# PAGE EXTRACT
SUNY Geneseo Department of Mathematics
Math 230 01
Fall 2014
Prof. Doug Baldwin
Complete by Monday, November 17
Grade by Wednesday, November 19
This exercise consolidates your understanding of Matlab programming, and introduces you to some Matlab and mathematical elements for computer animation.
The basic idea underlying computer animation (or any other animation) is to draw a series of still images, one after another, each differing from the one before in only small ways. If these images are shown at a rate of about 30 per second (or faster), the human eye will interpret them as a smoothly moving sequence. For example, a series of images of a circle, each with the circle slightly to the right of where it was in the previous image, shown at a fast enough rate, will look to a person like a single circle moving rightward.
Matlab has many ways to produce an image, the simplest of which is the plot
command. To build an animation around plot
, you need to be able to do two
main things: change the position, size, orientation, or other features of a plotted
shape, and draw the changed shape 30 or more times per second.
There are several simple operations you can use to change a shape. All of them start
with the vertices of the shape (i.e., the points you give to plot
to draw
the shape) stored in vectors or some other convenient form. Typically these vertices
also start at some convenient place in the coordinate system, for example centered on
the origin (e.g., if the shape in question were a square, you might start with the
points (-1,-1), (1,-1), (1,1), (-1,1), and (-1,-1)). Here, then, are some common
transformations:
All of these transformations lend themselves very well to vector or matrix operations in Matlab.
Once you have updated your shape’s vertices for the next image in your animation,
simply call plot
with the updated vertices to draw it. If the image you
draw contains multiple lines or shapes, you will have to redraw all of them, even ones
that don’t change. In this case, be sure to stop holding figure contents (i.e.,
hold off
) before starting to redraw the image, and to turn holding back
on (hold on
) after you plot the first element of the image.
The key idea behind updating and redrawing an image 30 times per second is to put the
update and redraw operations inside a loop. However, if this is all you do, Matlab will
probably be fast enough to draw more than 30 images per second. There’s nothing
terribly wrong with this, aside from making it hard to control how fast things seem to
move in the animation, and probably making them move at different speeds on different
computers. However, to get better control over the drawing rate, you can use
Matlab’s pause
command. This command causes a program to temporarily
stop for some period of time, and then continue. The basic form of pause
is
pause( t )

# QUESTIONS ON THE MATERIAL
- a) In the Matlab animation handout, at about what rate must still images be shown for the eye to see smooth motion?
- b) Reproduce the stretch of the Matlab animation handout from "There are several" through "operations in Matlab.".
- c) Write the next part of the Matlab animation handout, picking up after its final line.

# ENTRIES PROVIDED

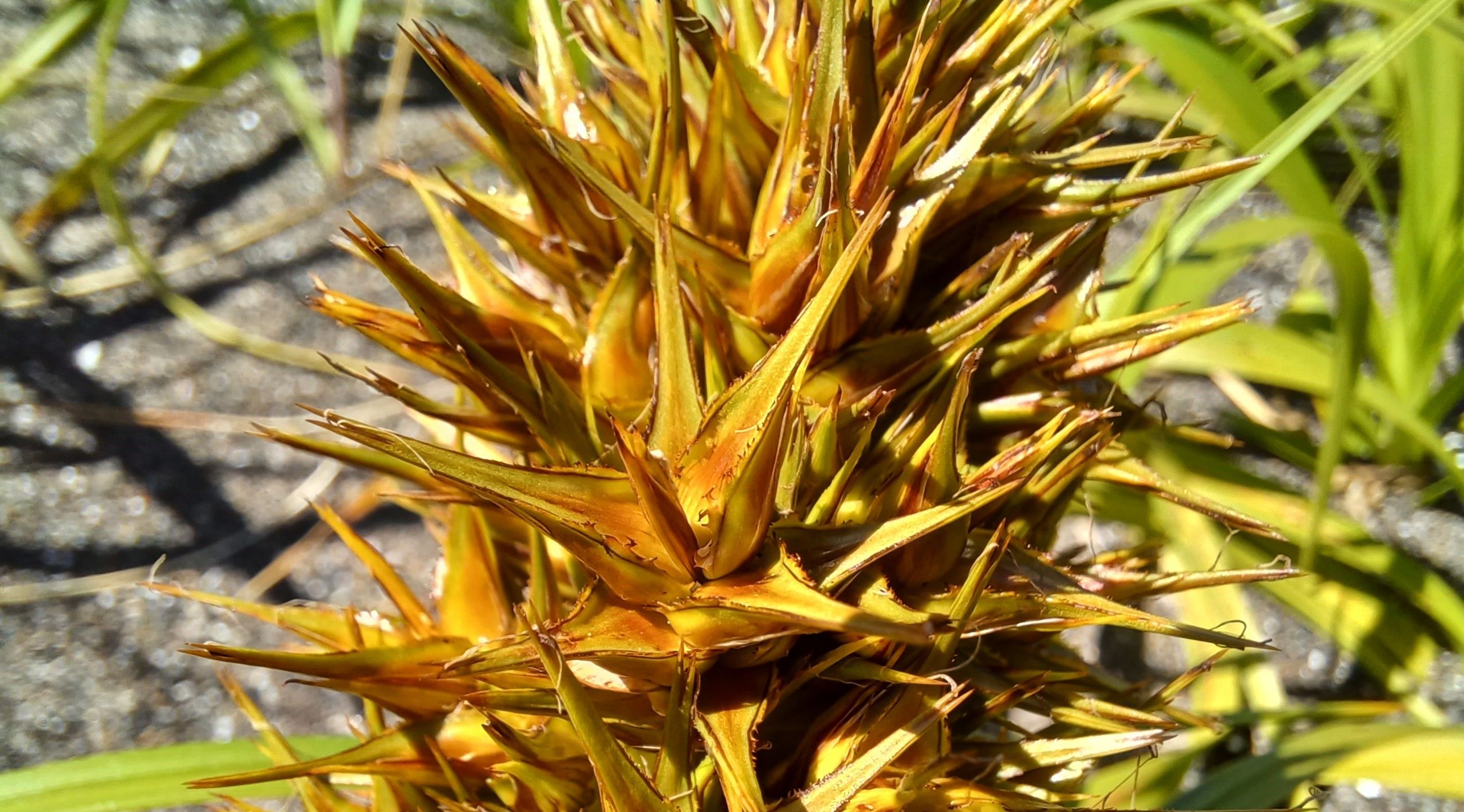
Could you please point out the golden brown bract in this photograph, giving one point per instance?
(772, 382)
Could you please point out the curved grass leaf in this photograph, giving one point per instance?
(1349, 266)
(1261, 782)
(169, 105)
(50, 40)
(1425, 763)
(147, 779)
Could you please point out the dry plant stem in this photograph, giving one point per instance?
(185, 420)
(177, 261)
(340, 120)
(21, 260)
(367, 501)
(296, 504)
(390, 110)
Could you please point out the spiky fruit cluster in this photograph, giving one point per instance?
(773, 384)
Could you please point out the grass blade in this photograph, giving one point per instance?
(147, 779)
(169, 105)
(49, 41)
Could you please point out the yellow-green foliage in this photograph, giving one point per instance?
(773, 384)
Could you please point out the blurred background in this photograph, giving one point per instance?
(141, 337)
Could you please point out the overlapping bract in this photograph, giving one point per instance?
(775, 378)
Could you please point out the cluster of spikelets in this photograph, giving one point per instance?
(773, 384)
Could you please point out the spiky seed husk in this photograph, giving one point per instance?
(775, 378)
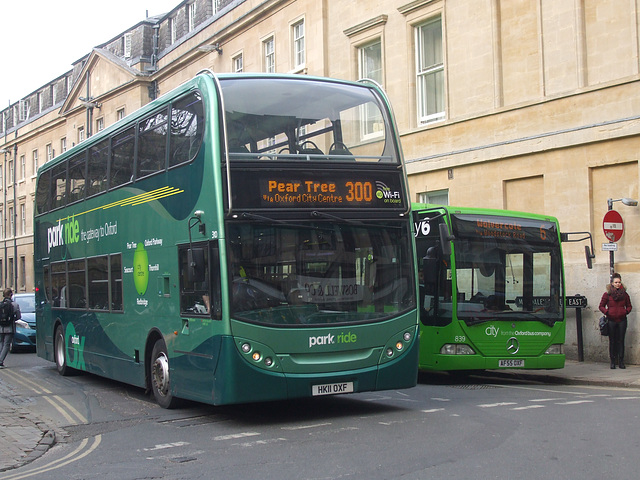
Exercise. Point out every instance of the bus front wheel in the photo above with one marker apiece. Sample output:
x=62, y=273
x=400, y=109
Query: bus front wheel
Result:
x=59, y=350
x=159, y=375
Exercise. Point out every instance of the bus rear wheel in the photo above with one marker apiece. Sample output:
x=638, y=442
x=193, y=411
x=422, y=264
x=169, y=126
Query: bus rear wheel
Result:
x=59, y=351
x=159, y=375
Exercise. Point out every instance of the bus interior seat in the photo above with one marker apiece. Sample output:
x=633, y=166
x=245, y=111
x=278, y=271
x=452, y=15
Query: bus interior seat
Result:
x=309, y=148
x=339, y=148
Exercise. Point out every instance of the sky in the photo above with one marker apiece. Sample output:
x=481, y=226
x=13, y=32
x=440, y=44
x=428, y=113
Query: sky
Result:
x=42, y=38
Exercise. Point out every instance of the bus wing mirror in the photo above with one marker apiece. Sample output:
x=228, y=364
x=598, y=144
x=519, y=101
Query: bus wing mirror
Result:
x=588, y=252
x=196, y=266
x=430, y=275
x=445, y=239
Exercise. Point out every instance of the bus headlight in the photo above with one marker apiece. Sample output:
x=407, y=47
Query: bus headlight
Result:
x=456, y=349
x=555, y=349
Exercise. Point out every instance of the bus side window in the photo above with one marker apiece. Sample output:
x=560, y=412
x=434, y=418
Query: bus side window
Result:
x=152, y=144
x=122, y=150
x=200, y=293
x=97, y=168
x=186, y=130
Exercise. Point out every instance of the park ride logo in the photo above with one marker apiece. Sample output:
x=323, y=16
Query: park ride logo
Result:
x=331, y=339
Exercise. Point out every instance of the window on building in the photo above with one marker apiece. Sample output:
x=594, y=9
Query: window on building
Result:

# RESULTS BY TASK
- a) About 30 images per second, or faster.

- b)
There are several simple operations you can use to change a shape. All of them start
with the vertices of the shape (i.e., the points you give to plot
to draw
the shape) stored in vectors or some other convenient form. Typically these vertices
also start at some convenient place in the coordinate system, for example centered on
the origin (e.g., if the shape in question were a square, you might start with the
points (-1,-1), (1,-1), (1,1), (-1,1), and (-1,-1)). Here, then, are some common
transformations:
All of these transformations lend themselves very well to vector or matrix operations in Matlab.

- c)
where t is the number of seconds you want your program to wait. For example, to wait for 1/30th of a second, you could say
pause( 1/30 );
Putting all of the above ideas together, the skeleton of a basic animation script in Matlab could look something like this:
x = initial X coordinates of vertices
y = initial Y coordinates of vertices
while animation isn’t finished
use plot(x,y) to draw shape
update shape’s position, size, orientation, etc.
pause( 1/30 );
end
(Note that there are more sophisticated ways of doing animation in Matlab, which can produce smoother-running animations with less code, but the techniques described above work for simple animations, and are easy to code using ideas we have already explored in this course.)
Write a Matlab script that animates a ball bouncing around inside a rectangular “cell.” Whenever the ball hits a side of the cell, it should bounce off that side back into the cell. Your animation should stop after the ball has bounced some set number of times. You can either build this number into your script, or prompt the user for it.
You are welcome to vary this assignment in your own ways, as long as you stay within the basic spirit of a shape moving around in a limited region. For example, the shape needn’t be a ball, it could rotate or change size as it moves, the rules for changing direction could be more complicated than just bouncing off of “walls” (e.g., gravity pulling a satellite through its orbit around a planet, a shape following a trajectory given by some set of parametric equations), etc.
I will grade this exercise in a face-to-face meeting with you. During this meeting I will look at your solution, ask you any questions I have about it, answer questions you have, etc. Please bring a written solution to the exercise to your meeting, as that will speed the process along.
Sign up for a meeting via Google calendar. If you worked in a group on this exercise, the whole group should schedule a single meeting with me. Please make the meeting 15 minutes long, and schedule it to finish before the end of the “Grade By” date above.